■ CONSIGNES ■
1) Répondez brièvement à ces questions sur le texte consacré aux débuts de Stella :
(a) De quelle année est datable la Mort de la Vierge de Sterrebeeck de Poussin ?
(b) Quel âge correspondait alors à la majorité légale ?
(c) Quelle œuvre est présentée comme le premier chef-d'œuvre de Stella ?
2) Poursuivez le texte consacré aux débuts de Stella à partir de sa dernière phrase.

■ PAGE ■
::::

Les premiers ouvrages d’importance connus de Poussin prennent place alors qu’il approche la trentaine : la Mort de la Vierge de Sterrebeeck, autrefois à Notre-Dame, est datable de 1623. Il ne semble pas que l’on en envisage pour Vouet avant ses 25 ans, qu’il prend en 1615. Si le cas de Le Sueur, à la carrière brève et fulgurante, permet d’en compter, c’est dans le cadre du fonctionnement de l’atelier de ce dernier. Autre prodige, et cas execptionnel, on connaît des ouvrages de Le Brun autour de ses vingt ans voire un peu avant. Encore est-ce dans un contexte favorable, celui du renouveau artistique au temps de Richelieu, et pour une figure centrale - un Premier peintre du roi, directeur de l’Académie, grand ordonnateur des arts du dessin à Versailles - particulièrement servie par les témoignages écrits ou figurés sur sa production.

Or pour Stella, on peut réunir un ensemble déjà intéressant jusque vers l’âge qui était celui, alors, de la majorité légale, 25 ans; celui aussi de son premier chef d’oeuvre, la gravure de la Cérémonie des Tributs. Si le cadre florentin est, a priori, favorable aux arts, il faut qu’il ait su s’y distinguer pour qu’autant de témoignages de ce séjour capital nous soient parvenus, certains étant apparemment restés sur place. Ce sont essentiellement des dessins et des gravures, qui le situent dans la mouvance de Callot et autour de la vie animée de Florence, avec, déjà, des préoccupations propres qui s’affirment : mesure, bienveillance, goût pour les détails familiers; je crois fermement que filtre déjà un regard sur Caravage, possible par le voisinage avec Artemisia Gentileschi et le passage de Honthorst retournant aux Pays-Bas.

::::

■ DONNÉES FOURNIES ■
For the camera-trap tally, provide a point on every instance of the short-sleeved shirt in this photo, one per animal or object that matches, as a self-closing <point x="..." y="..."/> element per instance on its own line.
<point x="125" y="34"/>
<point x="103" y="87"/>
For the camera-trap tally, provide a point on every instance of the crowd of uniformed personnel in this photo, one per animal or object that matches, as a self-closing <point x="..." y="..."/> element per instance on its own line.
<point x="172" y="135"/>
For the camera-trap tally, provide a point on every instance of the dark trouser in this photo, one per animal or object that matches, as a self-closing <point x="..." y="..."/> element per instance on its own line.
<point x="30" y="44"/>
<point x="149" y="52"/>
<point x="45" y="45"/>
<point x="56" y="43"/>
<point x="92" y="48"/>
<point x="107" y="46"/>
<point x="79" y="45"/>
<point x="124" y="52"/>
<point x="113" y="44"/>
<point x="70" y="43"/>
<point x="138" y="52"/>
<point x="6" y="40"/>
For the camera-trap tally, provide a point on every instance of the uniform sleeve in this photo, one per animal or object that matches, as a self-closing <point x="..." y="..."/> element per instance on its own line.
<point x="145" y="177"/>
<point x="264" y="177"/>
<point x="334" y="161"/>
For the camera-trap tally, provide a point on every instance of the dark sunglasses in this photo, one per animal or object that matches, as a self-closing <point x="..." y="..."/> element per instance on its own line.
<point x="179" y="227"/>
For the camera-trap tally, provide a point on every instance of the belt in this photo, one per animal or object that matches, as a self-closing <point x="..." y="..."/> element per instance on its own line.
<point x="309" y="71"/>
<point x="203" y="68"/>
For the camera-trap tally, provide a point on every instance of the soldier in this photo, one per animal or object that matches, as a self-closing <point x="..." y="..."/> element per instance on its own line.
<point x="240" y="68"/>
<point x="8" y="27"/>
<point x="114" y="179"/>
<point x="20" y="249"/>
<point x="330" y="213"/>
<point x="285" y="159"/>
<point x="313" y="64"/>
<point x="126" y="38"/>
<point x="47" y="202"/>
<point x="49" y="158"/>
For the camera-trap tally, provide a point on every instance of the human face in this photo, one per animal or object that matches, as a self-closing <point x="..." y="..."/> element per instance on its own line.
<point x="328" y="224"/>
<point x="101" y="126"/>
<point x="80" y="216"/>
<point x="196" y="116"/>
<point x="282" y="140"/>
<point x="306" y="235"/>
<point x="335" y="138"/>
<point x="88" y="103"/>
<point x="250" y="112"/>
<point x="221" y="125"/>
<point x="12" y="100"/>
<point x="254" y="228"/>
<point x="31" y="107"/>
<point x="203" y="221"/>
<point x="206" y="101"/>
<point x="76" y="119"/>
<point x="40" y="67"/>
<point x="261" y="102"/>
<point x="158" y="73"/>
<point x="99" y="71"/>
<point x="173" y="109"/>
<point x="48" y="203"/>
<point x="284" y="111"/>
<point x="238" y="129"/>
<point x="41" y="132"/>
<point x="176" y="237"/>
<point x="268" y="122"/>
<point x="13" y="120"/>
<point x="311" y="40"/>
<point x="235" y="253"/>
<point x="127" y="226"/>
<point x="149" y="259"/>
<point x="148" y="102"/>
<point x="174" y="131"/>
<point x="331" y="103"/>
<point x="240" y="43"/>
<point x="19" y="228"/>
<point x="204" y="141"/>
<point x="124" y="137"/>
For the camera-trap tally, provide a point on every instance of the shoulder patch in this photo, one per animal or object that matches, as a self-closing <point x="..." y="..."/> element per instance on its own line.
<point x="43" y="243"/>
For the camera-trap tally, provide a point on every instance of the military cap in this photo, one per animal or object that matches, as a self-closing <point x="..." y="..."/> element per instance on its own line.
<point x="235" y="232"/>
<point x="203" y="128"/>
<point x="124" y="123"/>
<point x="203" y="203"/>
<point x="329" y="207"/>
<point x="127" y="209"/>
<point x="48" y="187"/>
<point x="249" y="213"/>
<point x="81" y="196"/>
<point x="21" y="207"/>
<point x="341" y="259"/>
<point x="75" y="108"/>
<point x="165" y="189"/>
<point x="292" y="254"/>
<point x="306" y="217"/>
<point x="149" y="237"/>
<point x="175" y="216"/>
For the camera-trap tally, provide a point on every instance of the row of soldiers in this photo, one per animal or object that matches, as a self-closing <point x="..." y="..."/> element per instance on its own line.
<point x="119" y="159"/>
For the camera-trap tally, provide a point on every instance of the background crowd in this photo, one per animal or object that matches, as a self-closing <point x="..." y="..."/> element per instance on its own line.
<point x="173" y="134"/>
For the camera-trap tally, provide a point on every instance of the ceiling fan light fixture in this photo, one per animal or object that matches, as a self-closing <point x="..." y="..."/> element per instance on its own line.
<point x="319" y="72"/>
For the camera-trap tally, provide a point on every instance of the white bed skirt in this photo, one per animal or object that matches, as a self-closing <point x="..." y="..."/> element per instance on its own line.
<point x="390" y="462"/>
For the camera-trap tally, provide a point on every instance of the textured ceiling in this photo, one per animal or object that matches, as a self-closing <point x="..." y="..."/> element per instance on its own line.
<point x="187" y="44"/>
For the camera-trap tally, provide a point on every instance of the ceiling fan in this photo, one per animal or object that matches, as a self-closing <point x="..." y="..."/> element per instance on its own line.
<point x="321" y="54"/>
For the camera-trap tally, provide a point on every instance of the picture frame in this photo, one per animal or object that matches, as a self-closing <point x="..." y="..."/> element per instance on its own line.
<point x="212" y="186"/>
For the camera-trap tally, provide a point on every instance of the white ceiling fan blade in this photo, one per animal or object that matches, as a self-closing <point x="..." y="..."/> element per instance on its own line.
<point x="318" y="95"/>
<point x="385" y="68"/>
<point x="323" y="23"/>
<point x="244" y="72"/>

::::

■ RÉPONSES RÉDIGÉES ■
1)
(a) 1623
(b) 25 ans
(c) La gravure de la Cérémonie des Tributs

2)
Il faut insister sur la technique graphique, essentielle pour comprendre l’artiste au travail, et particulièrement pour le séjour florentin. Très vite - dès 1619 et le Joyeux buveur -, Stella se sert de vigoureuses hachures qu’un trait continu et fluide peut associer en guirlandes, qui peuvent se croiser, et qui se combinent à des notations ponctuelles, mais aussi ménagent des zones “en réserve” servant aux volumes. J’ai souligné ce travail dès mon article de 1994 (bientôt vingt ans), et noté qu’il se prolongeait dans les premières années à Rome, au moins jusqu’à l’époque des “camayeux”; c’est même ce qui contribuait, selon moi, à soutenir l’idée que ces gravures sur bois, qui reproduisaient ce processus, étaient de la main même de l’inventeur.

Le lien avec l’activité de graveur, particulièrement évident pour la période toscane, introduit un certain flottement pour certains ouvrages, entre les dernies mois à Florence et les premiers à Rome (et le problème se reproduira à propos du retour en France). Stella n’abandonne définitivement la pratique de la gravure qu’après 1629. Certains arbitrages pourront être faits sur des données positives; d’autres seront des extrapolations personnelles dont j’espère qu’elles convaincront à l’oeil...

Jusqu’alors, aucune peinture n’avait été proposée avec quelque assurance pour ce séjour en Toscane - tel était encore mon constat dans mon étude pour le Bulletin de l’association des historiens de l’art italien en 2008. C’est chose faite, en espérant que de futures retouches lui trouvent des compagnes.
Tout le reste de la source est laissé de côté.